Goal of the exercise: Swap "window pane" for "glass panel" in every part of the listing, reproduce the lines with nothing else changed, and leave the pictures out.

▼▼▼

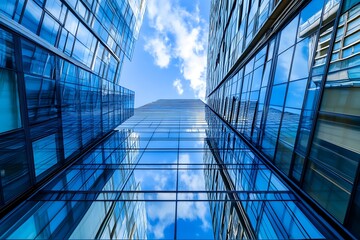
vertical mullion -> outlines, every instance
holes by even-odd
[[[333,23],[333,31],[332,31],[330,44],[329,44],[329,49],[328,49],[328,52],[327,52],[327,58],[326,58],[326,62],[325,62],[325,69],[324,69],[324,73],[323,73],[321,83],[320,83],[320,88],[319,88],[319,98],[317,99],[317,101],[315,103],[314,119],[313,119],[312,124],[311,124],[309,140],[308,140],[307,148],[306,148],[306,152],[305,152],[304,165],[303,165],[304,167],[303,167],[303,171],[301,173],[300,184],[299,184],[299,186],[301,188],[304,185],[306,168],[307,168],[307,166],[309,165],[309,162],[310,162],[309,157],[310,157],[311,147],[312,147],[312,143],[313,143],[313,140],[314,140],[314,137],[315,137],[316,125],[317,125],[317,122],[318,122],[318,119],[319,119],[319,112],[320,112],[321,102],[322,102],[322,98],[323,98],[323,95],[324,95],[324,89],[325,89],[325,84],[326,84],[326,79],[327,79],[327,73],[329,72],[329,68],[330,68],[331,55],[332,55],[332,51],[333,51],[335,40],[336,40],[337,26],[338,26],[339,21],[340,21],[340,15],[341,15],[341,9],[342,9],[343,3],[344,3],[344,1],[341,1],[339,3],[339,9],[338,9],[338,12],[336,13],[336,17],[335,17],[335,20],[334,20],[334,23]],[[325,8],[325,5],[324,5],[323,8]],[[322,17],[323,17],[323,15],[321,15],[321,18]],[[320,26],[320,27],[322,27],[322,26]]]

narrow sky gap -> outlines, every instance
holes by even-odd
[[[161,98],[205,99],[209,12],[210,1],[148,1],[121,77],[136,92],[135,107]]]

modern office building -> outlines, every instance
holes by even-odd
[[[360,237],[358,1],[213,0],[207,104],[129,118],[144,4],[0,2],[0,238]]]
[[[0,215],[133,115],[119,77],[144,10],[145,0],[0,1]]]
[[[359,22],[354,0],[211,3],[207,104],[223,146],[232,129],[344,238],[360,237]]]
[[[158,100],[0,222],[0,238],[339,239],[200,100]]]

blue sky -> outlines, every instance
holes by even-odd
[[[148,0],[121,85],[135,107],[157,99],[205,97],[209,0]]]

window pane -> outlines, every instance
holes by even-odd
[[[21,127],[16,74],[0,68],[0,132]]]
[[[57,163],[56,134],[33,142],[35,175],[39,176]]]
[[[301,108],[304,101],[307,79],[289,83],[286,106],[291,108]]]
[[[41,14],[42,9],[36,3],[34,3],[33,0],[29,0],[26,4],[26,9],[21,24],[33,33],[37,34]]]
[[[294,48],[292,47],[279,55],[278,61],[276,63],[274,84],[287,82],[289,78],[293,50]]]
[[[40,37],[48,41],[51,45],[55,45],[58,32],[59,24],[48,14],[45,14],[41,26]]]
[[[282,31],[280,37],[279,53],[288,49],[295,43],[299,16],[294,18]]]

▲▲▲

Written reply:
vertical mullion -> outlines, every instance
holes by even-odd
[[[333,23],[333,31],[332,31],[330,44],[329,44],[329,49],[328,49],[328,52],[327,52],[327,58],[326,58],[326,62],[325,62],[325,69],[324,69],[324,73],[323,73],[321,83],[320,83],[320,88],[319,88],[319,98],[317,99],[317,101],[315,103],[314,119],[313,119],[312,124],[311,124],[309,140],[308,140],[307,148],[306,148],[306,152],[305,152],[304,165],[303,165],[304,167],[303,167],[303,171],[301,173],[300,184],[299,184],[299,186],[301,188],[304,185],[306,168],[307,168],[307,166],[309,165],[309,162],[310,162],[309,157],[310,157],[311,147],[312,147],[312,143],[313,143],[313,140],[314,140],[314,137],[315,137],[316,125],[317,125],[317,122],[318,122],[318,119],[319,119],[319,112],[320,112],[321,102],[322,102],[322,98],[323,98],[323,95],[324,95],[324,89],[325,89],[325,84],[326,84],[326,79],[327,79],[327,73],[329,72],[329,68],[330,68],[331,55],[332,55],[332,51],[333,51],[335,40],[336,40],[337,26],[338,26],[339,21],[340,21],[340,15],[341,15],[341,9],[342,9],[343,3],[344,3],[344,1],[341,1],[339,3],[339,9],[338,9],[338,12],[336,13],[336,17],[335,17],[335,20],[334,20],[334,23]],[[325,8],[325,5],[324,5],[323,8]],[[322,17],[323,17],[323,15],[321,15],[321,18]],[[320,26],[320,27],[322,27],[322,26]]]

narrow sky gap -> outlines, every instance
holes by even-odd
[[[161,98],[205,99],[209,12],[210,1],[148,1],[121,77],[136,92],[135,107]]]

modern office building -> outlines, every instance
holes by even-odd
[[[360,237],[358,1],[213,0],[207,104],[129,118],[144,4],[0,2],[0,238]]]
[[[0,215],[133,115],[119,77],[144,10],[145,0],[0,1]]]
[[[359,22],[354,0],[211,3],[207,104],[223,146],[232,129],[344,238],[360,237]]]
[[[158,100],[0,222],[0,238],[339,239],[200,100]]]

blue sky -> outlines, every instance
holes by even-odd
[[[148,0],[121,85],[135,107],[157,99],[205,97],[209,0]]]

glass panel -> outlines, every instance
holes by even-odd
[[[21,127],[16,74],[0,68],[0,132]]]
[[[57,163],[56,134],[33,142],[35,175],[39,176]]]
[[[301,108],[304,101],[307,79],[289,83],[286,106],[291,108]]]
[[[41,14],[42,9],[36,3],[34,3],[33,0],[29,0],[26,4],[26,9],[21,24],[33,33],[37,34]]]
[[[294,48],[292,47],[279,55],[278,61],[276,63],[274,84],[287,82],[289,78],[293,50]]]
[[[40,37],[48,41],[51,45],[55,45],[58,32],[59,24],[48,14],[45,14],[41,26]]]
[[[282,31],[280,37],[279,53],[288,49],[295,43],[299,16],[294,18]]]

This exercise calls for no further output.